*Work to do:*
Rewrite the listing from its first line up to and including the line with "(1281, 681)", replacing "dark green seat" with "green passenger seat" and leaving everything else unchanged.

Excerpt from a dataset:
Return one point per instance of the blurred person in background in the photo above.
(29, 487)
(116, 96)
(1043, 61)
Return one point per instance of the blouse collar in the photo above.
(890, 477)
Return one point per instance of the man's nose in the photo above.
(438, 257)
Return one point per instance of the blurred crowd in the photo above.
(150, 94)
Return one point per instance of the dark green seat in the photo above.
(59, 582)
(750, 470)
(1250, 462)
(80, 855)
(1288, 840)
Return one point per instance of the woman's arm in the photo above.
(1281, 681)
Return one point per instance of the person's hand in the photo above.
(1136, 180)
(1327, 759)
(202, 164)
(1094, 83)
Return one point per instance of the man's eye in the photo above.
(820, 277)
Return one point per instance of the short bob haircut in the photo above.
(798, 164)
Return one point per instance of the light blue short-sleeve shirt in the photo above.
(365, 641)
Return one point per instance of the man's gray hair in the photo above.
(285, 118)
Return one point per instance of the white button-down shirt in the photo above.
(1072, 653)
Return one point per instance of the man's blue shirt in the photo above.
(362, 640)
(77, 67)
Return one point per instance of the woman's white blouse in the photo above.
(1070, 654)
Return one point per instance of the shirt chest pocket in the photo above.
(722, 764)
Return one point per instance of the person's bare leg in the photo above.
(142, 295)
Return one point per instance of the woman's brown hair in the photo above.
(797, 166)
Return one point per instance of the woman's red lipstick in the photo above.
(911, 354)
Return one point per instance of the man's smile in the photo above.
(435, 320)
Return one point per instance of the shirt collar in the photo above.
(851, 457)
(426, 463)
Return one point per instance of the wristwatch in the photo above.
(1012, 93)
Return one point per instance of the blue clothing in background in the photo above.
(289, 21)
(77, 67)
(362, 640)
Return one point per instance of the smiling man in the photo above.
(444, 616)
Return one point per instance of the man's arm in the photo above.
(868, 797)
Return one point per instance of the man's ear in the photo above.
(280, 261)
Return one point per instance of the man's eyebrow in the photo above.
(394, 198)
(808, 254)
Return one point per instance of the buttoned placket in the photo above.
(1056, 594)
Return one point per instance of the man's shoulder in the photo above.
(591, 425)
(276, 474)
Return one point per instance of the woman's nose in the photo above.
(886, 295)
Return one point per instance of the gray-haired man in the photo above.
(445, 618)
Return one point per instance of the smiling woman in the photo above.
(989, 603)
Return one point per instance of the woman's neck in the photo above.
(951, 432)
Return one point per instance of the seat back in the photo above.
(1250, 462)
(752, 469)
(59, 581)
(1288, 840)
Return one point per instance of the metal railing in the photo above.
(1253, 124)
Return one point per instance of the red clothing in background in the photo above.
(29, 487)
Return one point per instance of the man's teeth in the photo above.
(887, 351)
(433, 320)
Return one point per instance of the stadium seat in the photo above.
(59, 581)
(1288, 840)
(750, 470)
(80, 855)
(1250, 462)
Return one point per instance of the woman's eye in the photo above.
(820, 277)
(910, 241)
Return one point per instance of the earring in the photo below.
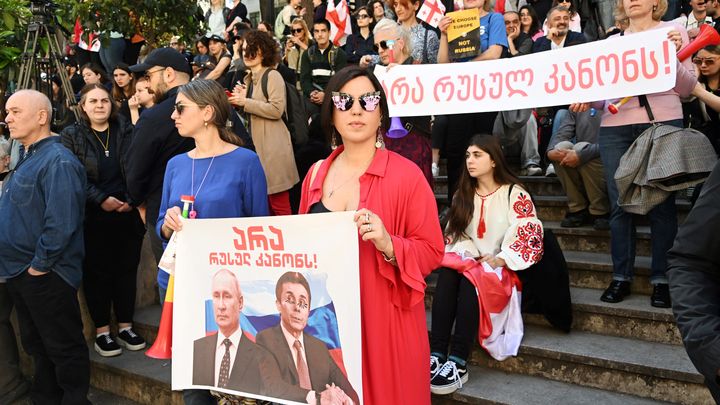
(333, 140)
(379, 141)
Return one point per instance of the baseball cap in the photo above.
(166, 57)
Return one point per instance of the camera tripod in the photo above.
(36, 69)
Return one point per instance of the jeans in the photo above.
(614, 141)
(455, 301)
(51, 332)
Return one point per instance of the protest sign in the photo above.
(464, 34)
(641, 63)
(297, 278)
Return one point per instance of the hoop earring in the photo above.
(379, 141)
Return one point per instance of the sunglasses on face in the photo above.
(382, 45)
(704, 61)
(368, 101)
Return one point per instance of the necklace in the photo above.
(193, 192)
(481, 222)
(352, 176)
(105, 145)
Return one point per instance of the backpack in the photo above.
(295, 116)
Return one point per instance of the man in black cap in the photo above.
(156, 140)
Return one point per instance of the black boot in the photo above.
(616, 291)
(661, 296)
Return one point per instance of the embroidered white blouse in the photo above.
(513, 231)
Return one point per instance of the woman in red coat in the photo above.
(398, 232)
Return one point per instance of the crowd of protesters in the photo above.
(252, 108)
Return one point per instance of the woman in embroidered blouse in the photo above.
(424, 42)
(399, 239)
(492, 221)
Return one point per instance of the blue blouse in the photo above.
(234, 187)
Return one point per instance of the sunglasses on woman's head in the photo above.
(704, 61)
(344, 101)
(381, 45)
(179, 107)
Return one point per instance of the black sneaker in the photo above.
(106, 346)
(131, 340)
(449, 379)
(434, 366)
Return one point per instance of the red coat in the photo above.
(396, 353)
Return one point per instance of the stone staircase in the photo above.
(626, 353)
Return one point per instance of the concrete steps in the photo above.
(651, 370)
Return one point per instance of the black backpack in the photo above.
(295, 116)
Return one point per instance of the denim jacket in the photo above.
(41, 213)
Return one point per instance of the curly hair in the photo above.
(258, 41)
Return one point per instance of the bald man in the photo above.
(41, 251)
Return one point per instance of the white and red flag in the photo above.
(339, 17)
(432, 11)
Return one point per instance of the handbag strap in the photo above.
(645, 103)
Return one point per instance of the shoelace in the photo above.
(450, 368)
(434, 361)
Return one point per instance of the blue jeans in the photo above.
(614, 141)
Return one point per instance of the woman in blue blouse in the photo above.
(458, 129)
(227, 181)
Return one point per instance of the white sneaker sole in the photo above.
(447, 389)
(132, 348)
(107, 353)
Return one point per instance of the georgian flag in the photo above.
(339, 18)
(432, 11)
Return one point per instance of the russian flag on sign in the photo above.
(260, 312)
(339, 18)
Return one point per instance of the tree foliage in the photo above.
(156, 20)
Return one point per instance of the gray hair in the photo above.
(4, 147)
(397, 30)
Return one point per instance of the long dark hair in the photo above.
(337, 81)
(209, 93)
(463, 205)
(535, 21)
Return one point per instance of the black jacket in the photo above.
(694, 278)
(155, 142)
(79, 139)
(573, 38)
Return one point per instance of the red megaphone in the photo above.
(706, 36)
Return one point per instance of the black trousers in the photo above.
(51, 332)
(455, 301)
(113, 242)
(12, 384)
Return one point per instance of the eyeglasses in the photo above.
(150, 72)
(704, 61)
(302, 304)
(179, 107)
(382, 45)
(344, 101)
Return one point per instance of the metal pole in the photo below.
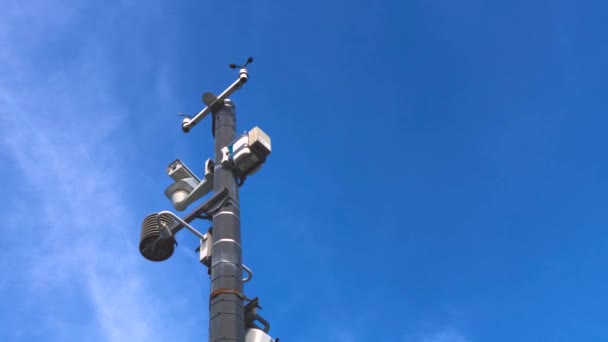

*The result:*
Return one point per instance of the blurred person in background in the photo above.
(29, 487)
(116, 96)
(1043, 61)
Return one point per instance of the blouse collar in the photo above.
(890, 477)
Return one point per instance of the man's nose in the photo above.
(438, 257)
Return one point per instance of the blurred crowd in the photo above.
(150, 94)
Return one point per instance of the green passenger seat in the photo above.
(59, 582)
(750, 470)
(1250, 462)
(80, 855)
(1288, 840)
Return one point per instance of the woman's arm in the photo above.
(1281, 681)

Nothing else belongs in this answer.